» EXERCISE AIM: Look for "segment" in the records and copy every line that has it.
+-------+
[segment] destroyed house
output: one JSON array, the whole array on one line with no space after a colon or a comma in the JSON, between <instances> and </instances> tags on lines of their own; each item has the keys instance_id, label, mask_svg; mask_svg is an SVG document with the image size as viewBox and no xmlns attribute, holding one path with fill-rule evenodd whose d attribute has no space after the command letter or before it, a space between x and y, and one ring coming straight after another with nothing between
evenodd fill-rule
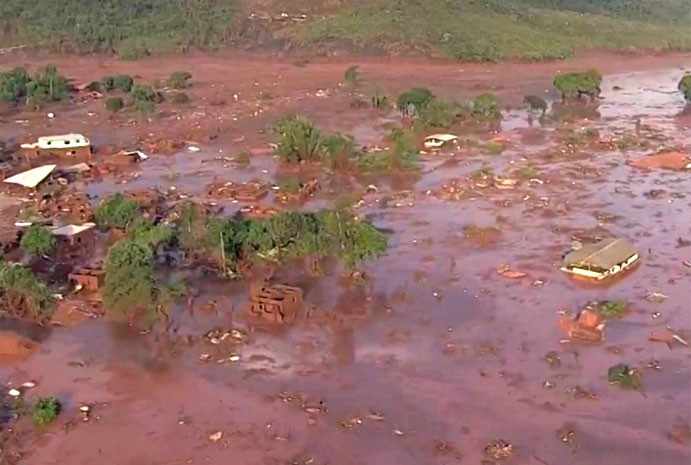
<instances>
[{"instance_id":1,"label":"destroyed house","mask_svg":"<svg viewBox=\"0 0 691 465\"><path fill-rule=\"evenodd\" d=\"M70 273L68 278L87 292L97 292L103 286L105 276L106 273L103 270L81 268Z\"/></svg>"},{"instance_id":2,"label":"destroyed house","mask_svg":"<svg viewBox=\"0 0 691 465\"><path fill-rule=\"evenodd\" d=\"M277 284L253 287L250 295L250 314L273 323L295 321L302 308L302 289Z\"/></svg>"},{"instance_id":3,"label":"destroyed house","mask_svg":"<svg viewBox=\"0 0 691 465\"><path fill-rule=\"evenodd\" d=\"M95 242L94 227L95 223L68 224L53 228L50 231L58 239L71 247L88 247Z\"/></svg>"},{"instance_id":4,"label":"destroyed house","mask_svg":"<svg viewBox=\"0 0 691 465\"><path fill-rule=\"evenodd\" d=\"M53 155L86 161L91 157L91 141L81 134L43 136L21 148L27 158Z\"/></svg>"},{"instance_id":5,"label":"destroyed house","mask_svg":"<svg viewBox=\"0 0 691 465\"><path fill-rule=\"evenodd\" d=\"M608 238L567 253L562 270L600 280L630 267L638 258L633 245L624 239Z\"/></svg>"}]
</instances>

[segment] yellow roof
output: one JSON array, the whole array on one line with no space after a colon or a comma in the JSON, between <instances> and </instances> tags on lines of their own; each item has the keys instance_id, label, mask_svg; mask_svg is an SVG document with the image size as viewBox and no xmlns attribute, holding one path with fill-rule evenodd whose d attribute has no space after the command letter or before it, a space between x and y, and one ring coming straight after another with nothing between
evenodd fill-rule
<instances>
[{"instance_id":1,"label":"yellow roof","mask_svg":"<svg viewBox=\"0 0 691 465\"><path fill-rule=\"evenodd\" d=\"M458 139L458 137L454 136L453 134L432 134L431 136L425 137L425 140L430 139L438 139L442 142L450 142L452 140Z\"/></svg>"}]
</instances>

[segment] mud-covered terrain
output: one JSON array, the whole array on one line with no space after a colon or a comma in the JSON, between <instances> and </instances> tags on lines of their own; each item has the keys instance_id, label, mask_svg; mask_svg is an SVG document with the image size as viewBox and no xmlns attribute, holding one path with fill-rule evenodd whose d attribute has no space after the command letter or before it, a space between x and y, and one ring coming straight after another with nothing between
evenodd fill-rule
<instances>
[{"instance_id":1,"label":"mud-covered terrain","mask_svg":"<svg viewBox=\"0 0 691 465\"><path fill-rule=\"evenodd\" d=\"M9 57L30 67L45 59ZM300 286L294 325L256 326L249 286L187 277L194 297L171 310L167 332L110 318L37 327L2 320L31 338L0 360L8 386L33 380L27 398L56 396L50 426L8 420L3 452L22 464L591 464L683 465L691 460L691 173L632 166L662 151L691 153L691 119L676 92L691 57L589 55L553 64L467 65L360 60L363 83L343 84L352 63L183 58L127 64L53 59L89 82L129 72L146 79L193 74L185 107L148 118L108 115L101 101L5 113L3 139L81 132L96 147L175 140L182 148L116 175L76 181L94 196L158 187L208 200L226 181L322 189L302 209L349 201L387 232L386 254L352 283L336 268L314 277L281 268ZM602 98L564 108L557 72L596 66ZM358 176L279 166L266 131L289 113L358 144L385 145L399 115L357 109L369 98L426 86L445 98L495 92L498 130L459 125L459 143L420 156L418 173ZM523 95L552 104L541 124ZM436 132L436 131L429 131ZM159 142L160 143L160 142ZM155 144L154 144L155 147ZM193 147L191 149L191 147ZM198 150L196 150L198 149ZM249 152L247 166L231 159ZM634 163L635 165L636 163ZM274 205L272 191L260 203ZM247 202L220 201L228 214ZM280 205L280 204L276 204ZM12 224L13 209L3 211ZM574 241L623 237L640 264L603 283L560 271ZM592 301L624 301L603 339L574 340L570 320ZM221 328L229 337L207 333ZM234 331L231 331L234 330ZM676 336L676 337L673 337ZM608 380L625 363L640 389ZM91 406L90 420L79 406ZM502 443L498 443L502 441ZM493 447L494 446L494 447Z\"/></svg>"}]
</instances>

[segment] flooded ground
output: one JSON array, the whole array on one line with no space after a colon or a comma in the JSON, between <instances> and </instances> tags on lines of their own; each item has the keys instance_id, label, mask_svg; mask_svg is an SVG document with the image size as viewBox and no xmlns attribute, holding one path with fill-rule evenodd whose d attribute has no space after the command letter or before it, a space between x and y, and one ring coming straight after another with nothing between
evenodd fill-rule
<instances>
[{"instance_id":1,"label":"flooded ground","mask_svg":"<svg viewBox=\"0 0 691 465\"><path fill-rule=\"evenodd\" d=\"M274 160L259 150L266 152L272 136L258 130L288 112L363 144L381 143L392 118L350 108L351 97L338 85L342 64L277 62L267 70L267 63L232 63L230 71L222 61L190 69L199 82L190 92L192 108L176 110L169 123L118 117L111 126L92 103L56 111L52 120L5 117L2 130L17 139L75 130L96 144L184 134L200 151L154 155L124 178L85 188L104 195L175 187L203 197L214 180L275 181ZM691 268L684 264L691 247L682 247L691 240L691 176L626 162L691 149L688 116L680 115L682 97L674 92L691 57L395 68L363 62L362 72L367 88L378 85L391 95L417 85L459 98L494 89L515 106L523 94L544 93L557 69L595 64L610 74L589 118L530 127L525 111L512 110L499 134L459 133L464 140L499 137L506 145L501 153L462 143L457 153L423 156L415 179L345 186L327 179L325 194L306 208L373 183L378 190L363 194L358 211L392 231L390 248L365 268L364 287L344 286L337 274L281 272L306 289L312 309L311 318L287 331L246 328L242 343L205 342L214 327L244 327L246 286L214 281L199 283L192 314L176 309L176 331L167 338L103 320L42 333L36 354L0 365L2 379L36 380L32 396L56 395L65 405L58 426L27 436L23 448L31 452L22 463L480 464L493 463L484 449L499 439L513 445L505 463L689 463L689 444L669 434L691 420L691 352L648 338L666 327L691 335ZM98 74L135 65L103 66ZM93 66L83 69L91 74L80 71L77 78L97 77ZM220 81L225 74L227 82ZM273 82L275 97L259 99ZM327 96L317 96L319 90ZM229 102L233 93L240 97L208 105L217 93ZM595 139L585 136L594 131ZM215 140L202 137L212 132ZM240 150L256 154L248 168L217 159ZM497 189L481 176L489 170L519 183ZM462 194L450 195L453 185ZM241 205L228 204L228 212ZM467 234L489 227L499 231L491 243ZM597 285L559 271L574 238L609 235L636 245L637 268ZM502 276L502 265L526 275ZM651 292L666 298L652 302ZM617 299L631 310L607 322L603 343L564 342L560 311ZM217 302L213 311L204 306L210 300ZM204 354L211 361L200 361ZM239 361L228 362L231 354ZM620 362L642 372L642 391L608 384L607 369ZM78 419L81 403L94 405L88 423Z\"/></svg>"}]
</instances>

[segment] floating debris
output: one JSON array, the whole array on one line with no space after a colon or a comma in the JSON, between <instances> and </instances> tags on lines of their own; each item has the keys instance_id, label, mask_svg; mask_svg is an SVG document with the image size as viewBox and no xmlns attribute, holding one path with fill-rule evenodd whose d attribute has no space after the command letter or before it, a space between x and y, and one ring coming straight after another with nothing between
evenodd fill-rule
<instances>
[{"instance_id":1,"label":"floating debris","mask_svg":"<svg viewBox=\"0 0 691 465\"><path fill-rule=\"evenodd\" d=\"M498 439L485 446L485 455L495 460L506 460L513 455L513 444Z\"/></svg>"},{"instance_id":2,"label":"floating debris","mask_svg":"<svg viewBox=\"0 0 691 465\"><path fill-rule=\"evenodd\" d=\"M607 381L621 389L639 390L641 373L625 363L618 363L607 371Z\"/></svg>"},{"instance_id":3,"label":"floating debris","mask_svg":"<svg viewBox=\"0 0 691 465\"><path fill-rule=\"evenodd\" d=\"M638 251L627 241L608 238L567 253L561 270L602 280L631 267L638 258Z\"/></svg>"},{"instance_id":4,"label":"floating debris","mask_svg":"<svg viewBox=\"0 0 691 465\"><path fill-rule=\"evenodd\" d=\"M223 438L223 431L214 431L213 433L209 434L209 441L211 442L218 442Z\"/></svg>"}]
</instances>

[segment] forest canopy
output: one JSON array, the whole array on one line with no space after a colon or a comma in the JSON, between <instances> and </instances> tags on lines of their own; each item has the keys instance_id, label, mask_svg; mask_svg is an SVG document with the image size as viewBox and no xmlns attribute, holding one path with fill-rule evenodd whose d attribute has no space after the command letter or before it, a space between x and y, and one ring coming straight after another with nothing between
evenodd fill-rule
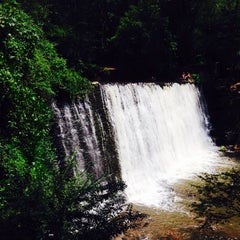
<instances>
[{"instance_id":1,"label":"forest canopy","mask_svg":"<svg viewBox=\"0 0 240 240\"><path fill-rule=\"evenodd\" d=\"M142 79L176 78L183 70L237 77L238 0L19 2L87 76L95 66L112 66Z\"/></svg>"}]
</instances>

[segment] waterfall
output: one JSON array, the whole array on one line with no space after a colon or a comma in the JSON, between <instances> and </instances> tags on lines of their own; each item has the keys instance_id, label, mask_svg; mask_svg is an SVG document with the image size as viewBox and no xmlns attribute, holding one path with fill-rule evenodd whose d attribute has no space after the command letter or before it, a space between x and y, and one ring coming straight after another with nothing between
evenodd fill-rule
<instances>
[{"instance_id":1,"label":"waterfall","mask_svg":"<svg viewBox=\"0 0 240 240\"><path fill-rule=\"evenodd\" d=\"M103 174L102 156L89 99L84 102L77 100L71 105L65 103L62 108L53 102L52 108L66 158L75 156L79 171L91 168L100 177Z\"/></svg>"},{"instance_id":2,"label":"waterfall","mask_svg":"<svg viewBox=\"0 0 240 240\"><path fill-rule=\"evenodd\" d=\"M83 100L53 102L61 149L79 170L119 176L129 202L170 209L174 184L210 172L218 148L193 84L103 84Z\"/></svg>"},{"instance_id":3,"label":"waterfall","mask_svg":"<svg viewBox=\"0 0 240 240\"><path fill-rule=\"evenodd\" d=\"M59 162L75 157L78 163L76 171L94 173L96 178L120 177L113 130L105 113L99 87L81 100L55 100L52 109Z\"/></svg>"},{"instance_id":4,"label":"waterfall","mask_svg":"<svg viewBox=\"0 0 240 240\"><path fill-rule=\"evenodd\" d=\"M101 90L128 200L171 207L172 184L210 170L218 159L198 88L141 83L105 84Z\"/></svg>"}]
</instances>

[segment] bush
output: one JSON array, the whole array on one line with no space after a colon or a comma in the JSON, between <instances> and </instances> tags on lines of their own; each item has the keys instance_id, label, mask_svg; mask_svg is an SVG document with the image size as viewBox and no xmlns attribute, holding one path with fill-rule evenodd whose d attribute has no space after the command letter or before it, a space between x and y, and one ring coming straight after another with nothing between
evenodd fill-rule
<instances>
[{"instance_id":1,"label":"bush","mask_svg":"<svg viewBox=\"0 0 240 240\"><path fill-rule=\"evenodd\" d=\"M142 217L125 205L122 182L56 162L50 100L90 90L15 1L0 4L1 239L108 239Z\"/></svg>"},{"instance_id":2,"label":"bush","mask_svg":"<svg viewBox=\"0 0 240 240\"><path fill-rule=\"evenodd\" d=\"M95 181L73 173L74 161L58 168L46 144L28 163L14 145L0 145L0 236L4 239L110 239L144 217L125 204L121 181Z\"/></svg>"},{"instance_id":3,"label":"bush","mask_svg":"<svg viewBox=\"0 0 240 240\"><path fill-rule=\"evenodd\" d=\"M240 216L240 173L238 170L200 176L202 185L195 186L198 201L192 203L197 217L203 218L203 228L225 223Z\"/></svg>"}]
</instances>

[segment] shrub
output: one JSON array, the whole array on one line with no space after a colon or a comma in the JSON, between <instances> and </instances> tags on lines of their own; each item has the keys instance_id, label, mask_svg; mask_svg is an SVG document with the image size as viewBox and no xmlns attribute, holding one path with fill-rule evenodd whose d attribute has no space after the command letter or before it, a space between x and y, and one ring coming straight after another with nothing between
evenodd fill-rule
<instances>
[{"instance_id":1,"label":"shrub","mask_svg":"<svg viewBox=\"0 0 240 240\"><path fill-rule=\"evenodd\" d=\"M200 176L202 185L195 186L198 200L192 203L197 217L203 218L202 227L225 223L240 216L240 174L238 170Z\"/></svg>"}]
</instances>

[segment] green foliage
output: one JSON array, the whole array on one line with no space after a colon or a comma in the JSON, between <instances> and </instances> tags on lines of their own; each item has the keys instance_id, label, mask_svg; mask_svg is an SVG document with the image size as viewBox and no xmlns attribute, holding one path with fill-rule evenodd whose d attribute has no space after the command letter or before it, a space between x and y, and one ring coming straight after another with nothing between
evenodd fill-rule
<instances>
[{"instance_id":1,"label":"green foliage","mask_svg":"<svg viewBox=\"0 0 240 240\"><path fill-rule=\"evenodd\" d=\"M202 227L225 223L234 216L240 217L240 174L238 170L200 176L202 185L195 186L197 202L192 210L203 219Z\"/></svg>"},{"instance_id":2,"label":"green foliage","mask_svg":"<svg viewBox=\"0 0 240 240\"><path fill-rule=\"evenodd\" d=\"M192 74L191 74L191 77L192 77L193 82L194 82L195 84L200 84L200 83L203 81L203 80L201 79L200 74L198 74L198 73L192 73Z\"/></svg>"},{"instance_id":3,"label":"green foliage","mask_svg":"<svg viewBox=\"0 0 240 240\"><path fill-rule=\"evenodd\" d=\"M47 216L46 198L51 197L50 163L39 156L29 163L13 144L1 144L0 236L32 239L42 234ZM46 146L38 151L46 156ZM49 157L49 156L48 156ZM49 161L49 158L48 158Z\"/></svg>"},{"instance_id":4,"label":"green foliage","mask_svg":"<svg viewBox=\"0 0 240 240\"><path fill-rule=\"evenodd\" d=\"M12 144L0 146L0 236L4 239L110 239L144 215L125 205L122 182L95 181L61 169L40 143L28 163ZM46 161L46 159L48 159Z\"/></svg>"},{"instance_id":5,"label":"green foliage","mask_svg":"<svg viewBox=\"0 0 240 240\"><path fill-rule=\"evenodd\" d=\"M65 59L60 58L54 45L48 41L39 43L33 58L29 61L29 79L32 79L33 88L44 95L57 94L64 91L70 97L88 93L92 86L89 81L75 70L67 68Z\"/></svg>"},{"instance_id":6,"label":"green foliage","mask_svg":"<svg viewBox=\"0 0 240 240\"><path fill-rule=\"evenodd\" d=\"M33 157L34 146L49 134L50 98L62 93L82 96L91 84L67 68L66 60L17 4L0 5L0 36L3 134Z\"/></svg>"},{"instance_id":7,"label":"green foliage","mask_svg":"<svg viewBox=\"0 0 240 240\"><path fill-rule=\"evenodd\" d=\"M58 166L51 98L92 86L19 6L0 4L0 238L110 239L143 216L125 205L123 183L74 175L73 159Z\"/></svg>"},{"instance_id":8,"label":"green foliage","mask_svg":"<svg viewBox=\"0 0 240 240\"><path fill-rule=\"evenodd\" d=\"M92 64L164 79L199 68L214 78L216 63L239 72L238 0L19 2L71 66L87 63L84 75Z\"/></svg>"},{"instance_id":9,"label":"green foliage","mask_svg":"<svg viewBox=\"0 0 240 240\"><path fill-rule=\"evenodd\" d=\"M140 74L159 74L173 67L177 43L168 31L168 18L159 1L138 1L120 19L112 37L123 68Z\"/></svg>"},{"instance_id":10,"label":"green foliage","mask_svg":"<svg viewBox=\"0 0 240 240\"><path fill-rule=\"evenodd\" d=\"M1 63L19 82L41 96L52 96L63 89L70 95L84 94L89 82L67 68L52 43L44 39L42 30L19 8L0 5Z\"/></svg>"},{"instance_id":11,"label":"green foliage","mask_svg":"<svg viewBox=\"0 0 240 240\"><path fill-rule=\"evenodd\" d=\"M201 55L206 65L221 63L226 71L239 61L239 1L202 1L198 13L194 34L196 55Z\"/></svg>"},{"instance_id":12,"label":"green foliage","mask_svg":"<svg viewBox=\"0 0 240 240\"><path fill-rule=\"evenodd\" d=\"M111 239L145 217L125 204L121 181L96 181L85 173L67 177L71 164L58 171L54 176L58 202L50 219L55 239Z\"/></svg>"}]
</instances>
+-------+
» EXERCISE ANSWER:
[segment] destroyed house
[segment] yellow roof
[segment] mud-covered terrain
[segment] flooded ground
[segment] floating debris
[segment] forest canopy
[segment] waterfall
[segment] bush
[segment] shrub
[segment] green foliage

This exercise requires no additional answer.